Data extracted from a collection
§

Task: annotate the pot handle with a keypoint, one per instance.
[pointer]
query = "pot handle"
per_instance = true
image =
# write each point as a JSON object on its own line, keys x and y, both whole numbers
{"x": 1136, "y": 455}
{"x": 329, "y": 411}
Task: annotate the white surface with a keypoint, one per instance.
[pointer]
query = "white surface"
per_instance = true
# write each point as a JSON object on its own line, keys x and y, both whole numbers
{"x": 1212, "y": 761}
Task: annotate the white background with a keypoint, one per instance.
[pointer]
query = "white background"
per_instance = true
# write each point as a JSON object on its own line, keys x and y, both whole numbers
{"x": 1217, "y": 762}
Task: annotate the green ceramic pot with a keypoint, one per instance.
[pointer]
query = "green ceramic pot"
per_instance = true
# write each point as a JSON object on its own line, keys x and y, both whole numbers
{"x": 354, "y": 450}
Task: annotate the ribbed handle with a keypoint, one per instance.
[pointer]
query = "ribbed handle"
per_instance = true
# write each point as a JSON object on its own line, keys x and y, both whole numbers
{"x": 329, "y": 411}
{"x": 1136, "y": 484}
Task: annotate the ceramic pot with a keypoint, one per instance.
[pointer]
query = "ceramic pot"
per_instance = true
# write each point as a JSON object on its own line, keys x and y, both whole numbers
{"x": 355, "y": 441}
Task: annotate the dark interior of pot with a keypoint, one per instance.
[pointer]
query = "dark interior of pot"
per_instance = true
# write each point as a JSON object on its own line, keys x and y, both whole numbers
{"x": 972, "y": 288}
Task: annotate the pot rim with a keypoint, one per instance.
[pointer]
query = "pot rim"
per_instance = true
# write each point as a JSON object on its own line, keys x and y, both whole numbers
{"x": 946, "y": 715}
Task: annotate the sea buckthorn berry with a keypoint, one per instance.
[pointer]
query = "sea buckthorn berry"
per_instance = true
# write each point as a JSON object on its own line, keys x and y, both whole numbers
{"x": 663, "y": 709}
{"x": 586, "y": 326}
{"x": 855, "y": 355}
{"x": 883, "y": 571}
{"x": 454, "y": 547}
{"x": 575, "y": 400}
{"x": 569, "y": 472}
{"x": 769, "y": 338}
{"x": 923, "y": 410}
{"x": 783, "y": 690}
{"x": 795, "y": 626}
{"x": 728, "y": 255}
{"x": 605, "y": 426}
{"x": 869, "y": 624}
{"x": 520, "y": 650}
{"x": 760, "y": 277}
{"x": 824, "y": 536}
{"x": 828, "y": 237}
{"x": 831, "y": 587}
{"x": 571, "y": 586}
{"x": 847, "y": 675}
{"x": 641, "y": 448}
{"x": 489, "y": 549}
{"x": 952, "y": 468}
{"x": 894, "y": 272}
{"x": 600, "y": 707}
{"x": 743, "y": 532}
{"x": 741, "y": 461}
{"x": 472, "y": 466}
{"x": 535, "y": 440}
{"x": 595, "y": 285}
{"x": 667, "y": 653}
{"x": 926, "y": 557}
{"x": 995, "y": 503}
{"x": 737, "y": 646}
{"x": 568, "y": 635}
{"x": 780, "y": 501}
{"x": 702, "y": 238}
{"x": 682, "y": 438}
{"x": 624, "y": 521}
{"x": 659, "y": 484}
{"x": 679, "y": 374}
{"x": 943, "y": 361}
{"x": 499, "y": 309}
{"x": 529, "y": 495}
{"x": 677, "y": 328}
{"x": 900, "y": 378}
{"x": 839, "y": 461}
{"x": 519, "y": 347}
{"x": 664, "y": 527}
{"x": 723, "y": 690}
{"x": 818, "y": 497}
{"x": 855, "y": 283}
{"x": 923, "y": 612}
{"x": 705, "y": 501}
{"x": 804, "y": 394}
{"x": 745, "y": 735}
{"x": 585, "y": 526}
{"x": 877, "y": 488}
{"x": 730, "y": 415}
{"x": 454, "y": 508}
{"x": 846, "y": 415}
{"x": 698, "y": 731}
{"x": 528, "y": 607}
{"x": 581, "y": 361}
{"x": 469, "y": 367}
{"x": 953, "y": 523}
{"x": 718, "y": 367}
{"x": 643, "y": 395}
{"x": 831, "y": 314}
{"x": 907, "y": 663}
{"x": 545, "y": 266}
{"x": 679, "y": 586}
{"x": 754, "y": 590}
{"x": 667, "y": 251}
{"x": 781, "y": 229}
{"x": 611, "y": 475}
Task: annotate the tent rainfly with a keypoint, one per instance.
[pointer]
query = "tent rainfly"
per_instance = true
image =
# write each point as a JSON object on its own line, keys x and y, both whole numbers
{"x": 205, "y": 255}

§

Begin with the line that contains "Task: annotate the pot rim" and end with the last line of the records; set down every line in that span exactly, and nothing else.

* [SOLUTION BELOW]
Task: annotate the pot rim with a keypoint, one per instance.
[pointer]
query = "pot rim"
per_instance = true
# write each point as a JSON object on its own line, keys x and y, both whole numbers
{"x": 946, "y": 715}
Task: annotate the sea buckthorn berry with a keypoint, one per instance.
[pointer]
query = "sea buckthorn berry"
per_instance = true
# write each point as a JSON object on its own line, keys x and y, both whole numbers
{"x": 663, "y": 709}
{"x": 586, "y": 326}
{"x": 855, "y": 355}
{"x": 883, "y": 571}
{"x": 454, "y": 547}
{"x": 575, "y": 400}
{"x": 569, "y": 472}
{"x": 769, "y": 338}
{"x": 923, "y": 410}
{"x": 783, "y": 690}
{"x": 795, "y": 626}
{"x": 728, "y": 255}
{"x": 605, "y": 426}
{"x": 869, "y": 624}
{"x": 520, "y": 650}
{"x": 760, "y": 277}
{"x": 824, "y": 536}
{"x": 828, "y": 237}
{"x": 831, "y": 587}
{"x": 571, "y": 586}
{"x": 847, "y": 675}
{"x": 641, "y": 448}
{"x": 489, "y": 549}
{"x": 952, "y": 468}
{"x": 894, "y": 272}
{"x": 600, "y": 707}
{"x": 743, "y": 532}
{"x": 741, "y": 461}
{"x": 472, "y": 466}
{"x": 535, "y": 440}
{"x": 595, "y": 285}
{"x": 667, "y": 653}
{"x": 926, "y": 557}
{"x": 995, "y": 503}
{"x": 737, "y": 646}
{"x": 568, "y": 635}
{"x": 780, "y": 501}
{"x": 702, "y": 238}
{"x": 682, "y": 438}
{"x": 624, "y": 521}
{"x": 659, "y": 484}
{"x": 679, "y": 374}
{"x": 943, "y": 361}
{"x": 499, "y": 309}
{"x": 529, "y": 495}
{"x": 677, "y": 328}
{"x": 900, "y": 378}
{"x": 839, "y": 461}
{"x": 519, "y": 347}
{"x": 664, "y": 527}
{"x": 723, "y": 690}
{"x": 818, "y": 497}
{"x": 855, "y": 283}
{"x": 923, "y": 612}
{"x": 705, "y": 501}
{"x": 804, "y": 394}
{"x": 745, "y": 735}
{"x": 585, "y": 526}
{"x": 877, "y": 488}
{"x": 730, "y": 415}
{"x": 454, "y": 508}
{"x": 846, "y": 415}
{"x": 698, "y": 731}
{"x": 528, "y": 607}
{"x": 581, "y": 361}
{"x": 469, "y": 367}
{"x": 953, "y": 523}
{"x": 718, "y": 367}
{"x": 643, "y": 395}
{"x": 831, "y": 314}
{"x": 907, "y": 663}
{"x": 545, "y": 266}
{"x": 679, "y": 586}
{"x": 754, "y": 590}
{"x": 667, "y": 251}
{"x": 781, "y": 229}
{"x": 611, "y": 475}
Task: annotate the tent rainfly with a keypoint, one per instance.
[pointer]
query = "tent rainfly"
per_instance = true
image =
# write each point as a JSON object on its own line, keys x and y, both whole numbers
{"x": 205, "y": 255}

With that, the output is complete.